[Stored data entries]
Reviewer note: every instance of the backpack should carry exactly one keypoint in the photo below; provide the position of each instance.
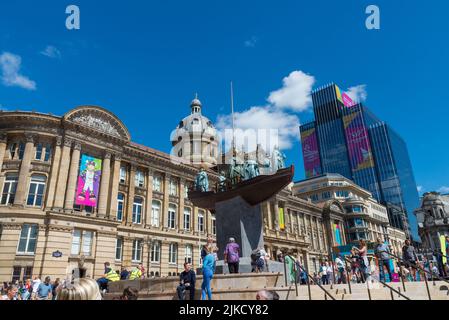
(255, 255)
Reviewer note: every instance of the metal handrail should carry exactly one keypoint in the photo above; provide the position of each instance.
(386, 285)
(310, 277)
(416, 266)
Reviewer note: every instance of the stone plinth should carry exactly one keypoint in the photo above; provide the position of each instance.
(237, 219)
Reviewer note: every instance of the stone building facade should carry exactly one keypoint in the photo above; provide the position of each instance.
(142, 212)
(364, 217)
(433, 219)
(301, 228)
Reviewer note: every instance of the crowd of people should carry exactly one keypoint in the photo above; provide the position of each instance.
(357, 267)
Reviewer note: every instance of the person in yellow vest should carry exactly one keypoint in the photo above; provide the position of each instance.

### [TASK BRIEF]
Each line, beginning at the one that contains "Reviewer note: every instance of the stone building" and continuing through the end of the records, must be written out exactly, first and last included.

### [RESULT FOR THIS EXERCISE]
Reviewer note: every instance of the stone building facade should carry exactly one keypoint in the photo above; provide the position of each instance.
(142, 212)
(364, 217)
(433, 219)
(301, 228)
Reviewer note: every instance of the crowd of people should carry exactly one keypoint in the photo above; provide the position of each instance.
(357, 267)
Reviewer note: every instance of the person in yellow vest should carry exactly one keypoint in the photo above; provide the position of each instance.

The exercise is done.